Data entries
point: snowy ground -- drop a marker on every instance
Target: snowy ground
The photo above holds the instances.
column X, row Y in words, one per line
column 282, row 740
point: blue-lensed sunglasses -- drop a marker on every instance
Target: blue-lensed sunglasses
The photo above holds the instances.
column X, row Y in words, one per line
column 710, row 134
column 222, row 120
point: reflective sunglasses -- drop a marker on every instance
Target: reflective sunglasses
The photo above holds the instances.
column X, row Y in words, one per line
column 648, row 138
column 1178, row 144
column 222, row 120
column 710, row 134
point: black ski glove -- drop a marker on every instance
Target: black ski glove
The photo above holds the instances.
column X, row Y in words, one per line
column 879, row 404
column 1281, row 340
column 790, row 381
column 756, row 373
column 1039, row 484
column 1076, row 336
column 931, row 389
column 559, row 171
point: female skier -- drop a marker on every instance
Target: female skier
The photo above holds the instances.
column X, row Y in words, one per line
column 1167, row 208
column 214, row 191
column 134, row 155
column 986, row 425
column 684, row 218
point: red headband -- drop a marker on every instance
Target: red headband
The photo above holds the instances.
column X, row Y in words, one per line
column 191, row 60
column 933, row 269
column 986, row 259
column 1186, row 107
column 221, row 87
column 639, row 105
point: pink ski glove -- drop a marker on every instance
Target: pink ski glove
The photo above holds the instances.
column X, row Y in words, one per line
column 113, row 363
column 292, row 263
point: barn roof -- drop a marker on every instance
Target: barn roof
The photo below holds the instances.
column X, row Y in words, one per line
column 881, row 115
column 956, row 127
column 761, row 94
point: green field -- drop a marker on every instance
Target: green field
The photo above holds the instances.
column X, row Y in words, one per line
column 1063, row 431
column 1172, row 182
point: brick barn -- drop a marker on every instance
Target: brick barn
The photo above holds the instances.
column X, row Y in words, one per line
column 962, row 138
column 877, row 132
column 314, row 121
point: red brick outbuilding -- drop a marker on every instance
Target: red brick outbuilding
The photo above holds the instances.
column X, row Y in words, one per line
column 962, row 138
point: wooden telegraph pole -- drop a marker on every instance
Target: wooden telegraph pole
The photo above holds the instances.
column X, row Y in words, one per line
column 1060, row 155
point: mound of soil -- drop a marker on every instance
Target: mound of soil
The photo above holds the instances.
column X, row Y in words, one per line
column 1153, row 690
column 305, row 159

EXERCISE DETAILS: Search each line of the data above for "lensed", and copy the lines where it occurs.

SOLUTION TO THIS TASK:
point: blue-lensed sunglasses -- drop a marker on every instance
Target: blue-lensed sunglasses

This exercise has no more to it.